Goal of the exercise:
Pick out each line in the items below that contains the string "padding" and copy those lines out. Case counts.

Supplied records:
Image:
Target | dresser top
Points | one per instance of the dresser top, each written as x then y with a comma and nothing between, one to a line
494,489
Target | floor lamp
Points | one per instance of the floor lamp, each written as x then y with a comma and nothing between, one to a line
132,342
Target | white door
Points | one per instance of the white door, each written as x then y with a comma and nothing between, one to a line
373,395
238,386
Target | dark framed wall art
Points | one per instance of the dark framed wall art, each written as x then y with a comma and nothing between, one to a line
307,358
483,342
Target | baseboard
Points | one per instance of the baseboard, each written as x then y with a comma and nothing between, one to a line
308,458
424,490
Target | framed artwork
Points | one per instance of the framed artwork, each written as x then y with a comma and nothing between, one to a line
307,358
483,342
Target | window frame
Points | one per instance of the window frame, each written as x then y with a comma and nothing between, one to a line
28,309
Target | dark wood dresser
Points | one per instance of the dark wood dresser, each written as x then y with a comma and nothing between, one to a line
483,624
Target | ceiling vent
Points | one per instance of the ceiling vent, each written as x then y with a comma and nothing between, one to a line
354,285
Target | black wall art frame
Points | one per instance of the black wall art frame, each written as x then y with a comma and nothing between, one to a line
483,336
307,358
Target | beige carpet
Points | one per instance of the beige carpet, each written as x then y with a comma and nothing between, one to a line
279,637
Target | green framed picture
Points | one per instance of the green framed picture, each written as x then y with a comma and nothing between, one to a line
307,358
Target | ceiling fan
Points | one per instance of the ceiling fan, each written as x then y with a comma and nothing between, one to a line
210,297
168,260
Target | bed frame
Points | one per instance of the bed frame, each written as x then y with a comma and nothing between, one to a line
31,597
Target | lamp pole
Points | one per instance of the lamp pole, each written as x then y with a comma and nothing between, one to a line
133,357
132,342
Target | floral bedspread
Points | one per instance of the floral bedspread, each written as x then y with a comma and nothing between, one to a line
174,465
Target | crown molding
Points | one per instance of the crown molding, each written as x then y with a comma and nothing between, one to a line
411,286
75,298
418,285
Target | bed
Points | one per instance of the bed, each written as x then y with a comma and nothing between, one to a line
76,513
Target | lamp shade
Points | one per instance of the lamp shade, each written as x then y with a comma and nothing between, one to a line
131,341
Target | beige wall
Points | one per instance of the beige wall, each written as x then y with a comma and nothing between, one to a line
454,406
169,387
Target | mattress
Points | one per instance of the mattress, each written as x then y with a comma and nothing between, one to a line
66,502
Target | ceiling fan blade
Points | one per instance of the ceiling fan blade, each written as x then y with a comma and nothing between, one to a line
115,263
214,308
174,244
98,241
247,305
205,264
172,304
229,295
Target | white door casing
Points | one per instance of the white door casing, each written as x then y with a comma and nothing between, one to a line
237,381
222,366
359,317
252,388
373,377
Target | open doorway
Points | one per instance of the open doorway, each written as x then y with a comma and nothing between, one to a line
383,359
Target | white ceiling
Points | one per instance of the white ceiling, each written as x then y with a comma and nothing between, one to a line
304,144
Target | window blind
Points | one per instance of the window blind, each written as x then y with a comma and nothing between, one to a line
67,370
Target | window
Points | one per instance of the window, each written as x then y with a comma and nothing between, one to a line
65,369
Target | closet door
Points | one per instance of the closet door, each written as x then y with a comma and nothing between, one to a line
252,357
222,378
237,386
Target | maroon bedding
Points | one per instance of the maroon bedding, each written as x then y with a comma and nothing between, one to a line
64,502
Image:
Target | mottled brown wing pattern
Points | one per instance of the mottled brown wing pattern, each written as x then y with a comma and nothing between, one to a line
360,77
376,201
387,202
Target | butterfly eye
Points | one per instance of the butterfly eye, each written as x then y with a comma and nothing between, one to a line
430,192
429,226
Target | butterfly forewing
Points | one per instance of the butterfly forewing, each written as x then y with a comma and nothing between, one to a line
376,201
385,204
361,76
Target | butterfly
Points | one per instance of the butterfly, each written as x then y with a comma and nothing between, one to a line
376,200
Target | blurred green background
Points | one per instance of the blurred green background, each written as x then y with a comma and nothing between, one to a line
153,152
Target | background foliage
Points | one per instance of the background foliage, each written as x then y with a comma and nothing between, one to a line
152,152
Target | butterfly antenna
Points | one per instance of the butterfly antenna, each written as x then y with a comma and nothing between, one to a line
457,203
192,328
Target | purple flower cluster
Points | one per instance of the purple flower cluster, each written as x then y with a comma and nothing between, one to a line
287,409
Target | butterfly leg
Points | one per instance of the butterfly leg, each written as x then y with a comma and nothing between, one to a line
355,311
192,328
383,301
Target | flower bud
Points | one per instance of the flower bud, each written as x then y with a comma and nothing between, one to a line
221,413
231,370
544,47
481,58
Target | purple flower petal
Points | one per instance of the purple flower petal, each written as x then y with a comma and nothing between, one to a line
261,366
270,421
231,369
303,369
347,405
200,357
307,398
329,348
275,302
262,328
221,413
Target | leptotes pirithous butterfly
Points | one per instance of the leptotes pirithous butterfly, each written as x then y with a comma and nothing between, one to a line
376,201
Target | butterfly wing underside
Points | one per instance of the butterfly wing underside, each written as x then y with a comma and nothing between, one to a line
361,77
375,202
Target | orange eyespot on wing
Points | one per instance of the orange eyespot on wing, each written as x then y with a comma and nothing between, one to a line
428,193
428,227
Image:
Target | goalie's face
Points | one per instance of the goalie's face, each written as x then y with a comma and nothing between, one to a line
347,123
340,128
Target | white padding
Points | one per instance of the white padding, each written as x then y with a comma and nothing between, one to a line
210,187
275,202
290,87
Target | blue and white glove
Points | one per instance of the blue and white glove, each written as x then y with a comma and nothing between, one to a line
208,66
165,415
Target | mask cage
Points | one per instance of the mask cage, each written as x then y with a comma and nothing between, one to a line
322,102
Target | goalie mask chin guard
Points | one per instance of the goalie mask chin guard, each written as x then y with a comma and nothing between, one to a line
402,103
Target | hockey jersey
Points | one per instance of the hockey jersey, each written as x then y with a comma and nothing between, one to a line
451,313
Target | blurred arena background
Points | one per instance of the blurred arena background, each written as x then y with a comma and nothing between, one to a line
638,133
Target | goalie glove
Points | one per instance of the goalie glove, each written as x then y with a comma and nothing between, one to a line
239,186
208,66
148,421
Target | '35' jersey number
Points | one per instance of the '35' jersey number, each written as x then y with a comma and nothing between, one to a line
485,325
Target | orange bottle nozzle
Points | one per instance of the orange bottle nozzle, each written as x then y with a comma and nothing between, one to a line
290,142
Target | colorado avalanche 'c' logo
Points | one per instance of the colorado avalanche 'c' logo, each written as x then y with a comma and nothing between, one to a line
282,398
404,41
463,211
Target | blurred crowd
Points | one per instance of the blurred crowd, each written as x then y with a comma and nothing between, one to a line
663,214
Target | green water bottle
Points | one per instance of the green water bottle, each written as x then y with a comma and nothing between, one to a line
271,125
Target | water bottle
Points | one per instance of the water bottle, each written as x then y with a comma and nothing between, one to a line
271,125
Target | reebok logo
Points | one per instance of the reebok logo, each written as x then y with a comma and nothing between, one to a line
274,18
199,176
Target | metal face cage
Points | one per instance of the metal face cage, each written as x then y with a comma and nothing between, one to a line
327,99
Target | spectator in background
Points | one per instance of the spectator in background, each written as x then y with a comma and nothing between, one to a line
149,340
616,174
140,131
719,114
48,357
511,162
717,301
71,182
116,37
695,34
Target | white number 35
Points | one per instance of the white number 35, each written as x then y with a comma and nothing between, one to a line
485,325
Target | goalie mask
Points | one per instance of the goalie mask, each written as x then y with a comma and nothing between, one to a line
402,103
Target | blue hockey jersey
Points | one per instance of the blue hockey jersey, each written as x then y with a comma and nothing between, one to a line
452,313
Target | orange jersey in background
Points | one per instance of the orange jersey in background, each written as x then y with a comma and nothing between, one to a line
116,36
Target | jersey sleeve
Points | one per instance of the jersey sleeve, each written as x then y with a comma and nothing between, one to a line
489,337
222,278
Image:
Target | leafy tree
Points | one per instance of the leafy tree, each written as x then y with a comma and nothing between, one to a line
---
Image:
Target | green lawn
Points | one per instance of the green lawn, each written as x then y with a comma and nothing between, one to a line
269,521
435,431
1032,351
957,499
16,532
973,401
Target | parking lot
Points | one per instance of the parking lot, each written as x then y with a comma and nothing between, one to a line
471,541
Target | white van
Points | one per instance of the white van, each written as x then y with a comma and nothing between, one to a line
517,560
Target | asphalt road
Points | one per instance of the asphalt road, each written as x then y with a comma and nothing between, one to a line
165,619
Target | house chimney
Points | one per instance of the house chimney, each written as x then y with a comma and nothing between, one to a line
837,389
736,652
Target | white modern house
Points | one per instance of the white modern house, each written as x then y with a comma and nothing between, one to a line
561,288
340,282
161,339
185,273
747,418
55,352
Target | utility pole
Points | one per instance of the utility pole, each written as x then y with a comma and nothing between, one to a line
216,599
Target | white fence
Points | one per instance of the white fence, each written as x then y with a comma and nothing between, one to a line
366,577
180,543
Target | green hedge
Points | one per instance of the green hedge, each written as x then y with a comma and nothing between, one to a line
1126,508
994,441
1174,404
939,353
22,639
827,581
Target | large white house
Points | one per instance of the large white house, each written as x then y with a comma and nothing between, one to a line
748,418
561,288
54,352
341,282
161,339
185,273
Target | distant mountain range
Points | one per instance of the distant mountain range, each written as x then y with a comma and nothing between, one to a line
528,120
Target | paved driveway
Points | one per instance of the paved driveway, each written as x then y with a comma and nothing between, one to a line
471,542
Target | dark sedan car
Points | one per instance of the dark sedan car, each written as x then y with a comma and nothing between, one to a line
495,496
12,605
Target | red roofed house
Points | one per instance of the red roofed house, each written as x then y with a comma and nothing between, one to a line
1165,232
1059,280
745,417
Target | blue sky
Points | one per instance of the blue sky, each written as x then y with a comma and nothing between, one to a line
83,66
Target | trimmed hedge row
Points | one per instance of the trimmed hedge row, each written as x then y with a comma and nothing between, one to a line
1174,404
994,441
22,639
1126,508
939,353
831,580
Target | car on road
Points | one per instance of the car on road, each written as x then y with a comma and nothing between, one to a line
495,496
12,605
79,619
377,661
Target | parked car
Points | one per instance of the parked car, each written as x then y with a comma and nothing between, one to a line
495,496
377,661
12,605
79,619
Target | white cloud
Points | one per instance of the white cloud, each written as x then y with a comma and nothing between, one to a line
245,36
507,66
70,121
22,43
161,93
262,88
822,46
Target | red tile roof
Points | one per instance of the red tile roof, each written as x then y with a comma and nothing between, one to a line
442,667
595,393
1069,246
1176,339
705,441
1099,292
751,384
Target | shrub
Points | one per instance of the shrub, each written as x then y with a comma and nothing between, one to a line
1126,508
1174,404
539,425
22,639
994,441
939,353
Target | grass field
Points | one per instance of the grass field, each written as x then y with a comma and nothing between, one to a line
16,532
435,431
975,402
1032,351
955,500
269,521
--
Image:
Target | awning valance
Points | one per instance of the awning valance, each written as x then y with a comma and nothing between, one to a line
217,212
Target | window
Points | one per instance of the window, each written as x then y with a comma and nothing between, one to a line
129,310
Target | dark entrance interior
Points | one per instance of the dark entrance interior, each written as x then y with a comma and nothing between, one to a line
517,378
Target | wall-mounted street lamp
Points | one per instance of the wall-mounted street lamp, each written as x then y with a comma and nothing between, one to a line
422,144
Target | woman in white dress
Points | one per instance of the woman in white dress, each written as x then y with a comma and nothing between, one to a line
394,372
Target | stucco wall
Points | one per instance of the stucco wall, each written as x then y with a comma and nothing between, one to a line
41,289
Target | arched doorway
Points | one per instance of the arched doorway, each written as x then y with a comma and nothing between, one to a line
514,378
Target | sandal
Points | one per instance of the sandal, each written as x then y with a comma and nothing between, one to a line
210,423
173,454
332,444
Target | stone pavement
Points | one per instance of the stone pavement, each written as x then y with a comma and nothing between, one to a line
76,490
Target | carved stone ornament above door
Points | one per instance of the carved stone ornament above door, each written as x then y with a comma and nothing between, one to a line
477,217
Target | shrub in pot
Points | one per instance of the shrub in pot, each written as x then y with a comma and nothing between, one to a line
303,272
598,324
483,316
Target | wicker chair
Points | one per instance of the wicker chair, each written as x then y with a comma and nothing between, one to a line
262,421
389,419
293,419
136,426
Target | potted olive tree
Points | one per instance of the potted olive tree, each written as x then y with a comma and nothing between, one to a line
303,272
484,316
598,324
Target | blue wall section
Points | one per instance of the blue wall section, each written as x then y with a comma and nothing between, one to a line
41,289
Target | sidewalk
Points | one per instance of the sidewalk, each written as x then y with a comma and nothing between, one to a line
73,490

Exercise solution:
Target | white padding
Points | one per instance of the white padding, each written as x then y with a comma and nothing between, one to a line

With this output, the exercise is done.